• What you should do:
Type the entries out once more. Match them exactly.

• Supplied data:
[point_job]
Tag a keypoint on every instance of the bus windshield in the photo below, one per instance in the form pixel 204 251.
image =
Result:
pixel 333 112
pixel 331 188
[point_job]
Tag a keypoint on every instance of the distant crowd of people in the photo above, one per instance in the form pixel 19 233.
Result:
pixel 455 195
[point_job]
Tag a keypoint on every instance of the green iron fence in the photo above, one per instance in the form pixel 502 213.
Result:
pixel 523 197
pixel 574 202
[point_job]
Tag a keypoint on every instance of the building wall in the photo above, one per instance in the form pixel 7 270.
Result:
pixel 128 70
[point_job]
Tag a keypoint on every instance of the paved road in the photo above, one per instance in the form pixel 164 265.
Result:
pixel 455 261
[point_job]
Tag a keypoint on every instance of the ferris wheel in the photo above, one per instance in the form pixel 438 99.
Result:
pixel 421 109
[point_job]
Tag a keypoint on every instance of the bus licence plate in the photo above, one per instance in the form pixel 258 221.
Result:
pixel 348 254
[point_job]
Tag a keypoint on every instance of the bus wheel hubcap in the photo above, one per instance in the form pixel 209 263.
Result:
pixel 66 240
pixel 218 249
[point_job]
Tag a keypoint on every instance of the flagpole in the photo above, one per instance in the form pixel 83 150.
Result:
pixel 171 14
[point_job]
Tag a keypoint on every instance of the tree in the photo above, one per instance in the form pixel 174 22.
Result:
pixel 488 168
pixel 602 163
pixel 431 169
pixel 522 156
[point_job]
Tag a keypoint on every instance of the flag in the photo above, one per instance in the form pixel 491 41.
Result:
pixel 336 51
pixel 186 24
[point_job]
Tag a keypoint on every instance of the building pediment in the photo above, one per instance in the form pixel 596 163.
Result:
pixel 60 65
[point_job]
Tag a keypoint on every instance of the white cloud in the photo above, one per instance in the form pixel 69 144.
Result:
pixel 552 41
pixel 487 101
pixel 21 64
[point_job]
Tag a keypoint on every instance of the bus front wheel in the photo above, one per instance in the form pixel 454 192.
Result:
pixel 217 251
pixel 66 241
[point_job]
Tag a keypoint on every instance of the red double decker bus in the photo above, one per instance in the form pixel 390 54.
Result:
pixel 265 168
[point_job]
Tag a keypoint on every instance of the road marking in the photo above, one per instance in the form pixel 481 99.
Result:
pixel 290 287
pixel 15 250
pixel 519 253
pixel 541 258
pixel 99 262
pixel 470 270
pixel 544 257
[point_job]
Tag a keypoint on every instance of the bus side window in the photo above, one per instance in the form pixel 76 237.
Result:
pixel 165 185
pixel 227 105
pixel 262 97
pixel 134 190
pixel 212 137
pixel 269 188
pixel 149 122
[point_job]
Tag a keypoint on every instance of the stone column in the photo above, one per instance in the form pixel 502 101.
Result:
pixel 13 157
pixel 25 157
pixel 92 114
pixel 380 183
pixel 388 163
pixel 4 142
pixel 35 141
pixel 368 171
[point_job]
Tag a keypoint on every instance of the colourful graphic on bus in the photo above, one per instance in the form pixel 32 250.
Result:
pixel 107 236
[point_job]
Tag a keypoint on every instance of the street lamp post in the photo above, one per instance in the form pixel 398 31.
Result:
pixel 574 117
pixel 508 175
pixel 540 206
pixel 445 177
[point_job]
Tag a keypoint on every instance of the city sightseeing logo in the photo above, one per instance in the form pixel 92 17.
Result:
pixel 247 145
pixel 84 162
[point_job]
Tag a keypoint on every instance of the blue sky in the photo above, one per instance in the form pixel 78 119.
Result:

• Response for this exercise:
[point_job]
Tag a keypoint on every instance of the bus windshield in the photo below, one per instance in the form pixel 204 251.
image =
Result:
pixel 333 112
pixel 331 188
[point_job]
Tag a keypoint on every instance of the distant crowd of people in the photo above, one per instance in the form pixel 19 233.
Result:
pixel 455 195
[point_job]
Tag a keypoint on every instance of the green iron fence in the photo above, one per instance in the form pixel 502 213.
Result:
pixel 523 197
pixel 574 202
[point_job]
Tag a keypoint on every instance of the building wall in the photo above, one per instance in the form pixel 7 270.
Result:
pixel 128 70
[point_job]
Tag a keypoint on every instance of the paved road in the photo above, one per instance in the form pixel 164 265.
Result:
pixel 455 261
[point_job]
Tag a keypoint on every instance of the ferris wheel in the photo above, one per instance in the form pixel 438 99.
Result:
pixel 421 109
[point_job]
Tag a keypoint on every instance of the bus licence plate in the photo above, one per instance in the form pixel 258 221.
Result:
pixel 348 254
[point_job]
Tag a keypoint on every instance of the bus wheel hubcap in the photo above, one per instance in the form pixel 209 263.
Result:
pixel 66 240
pixel 218 249
[point_job]
Tag a keypoint on every instance of the flagpole in the photo above, one per instance in the form pixel 83 150.
Result:
pixel 171 14
[point_job]
Tag a keypoint on every instance of the tree in the photo above, one per instance in the form pixel 174 22.
Result:
pixel 488 168
pixel 602 163
pixel 431 169
pixel 522 156
[point_job]
Tag a keypoint on every instance of the flag in the photo above, one per instance in the form pixel 491 41.
Result:
pixel 336 51
pixel 186 24
[point_job]
Tag a keypoint on every instance of the building pediment in the photo above, one per instance in the form pixel 596 163.
Result:
pixel 60 65
[point_job]
Tag a keypoint on every instance of the white cloud in the photo above, one per instance in the form pixel 69 144.
Result:
pixel 552 41
pixel 487 101
pixel 21 64
[point_job]
Tag a keypoint on every instance of the bus front wheel in the photo above, one per instance in the form pixel 454 192.
Result:
pixel 217 251
pixel 66 241
[point_job]
Tag a keypoint on every instance of the red double decker bus in the photo above, one per instance in the form pixel 390 54.
Result:
pixel 265 168
[point_job]
Tag a keypoint on every instance of the road marking in the photo above, one per instance in the form pixel 481 99.
Result:
pixel 290 287
pixel 15 250
pixel 519 253
pixel 541 258
pixel 99 262
pixel 470 270
pixel 544 257
[point_job]
Tag a keypoint on every instance of the bus side window in the photo above, one per instance in the form pixel 76 237.
Result:
pixel 165 185
pixel 227 105
pixel 262 97
pixel 134 190
pixel 212 137
pixel 269 188
pixel 149 122
[point_job]
Tag a keypoint on every instance of the stone column in the photo above, one per instance in the form pixel 502 101.
Result:
pixel 13 157
pixel 25 157
pixel 92 114
pixel 380 183
pixel 388 163
pixel 4 142
pixel 35 141
pixel 368 171
[point_job]
Tag a keypoint on every instance of the colourful graphic on bus in the photo above, one per instance in the form pixel 32 250.
Result:
pixel 107 236
[point_job]
Tag a keypoint on every instance of the street lamp post in the photo above, one per instance in the form pixel 398 31.
Result:
pixel 574 117
pixel 508 175
pixel 540 206
pixel 445 177
[point_job]
Tag a keypoint on every instance of the city sightseeing logo in the photo above, one per instance in the form pixel 92 17.
Result:
pixel 247 145
pixel 84 162
[point_job]
Tag a keypoint on every instance of the blue sky in the photo above, one per instance in the form pixel 78 119.
Result:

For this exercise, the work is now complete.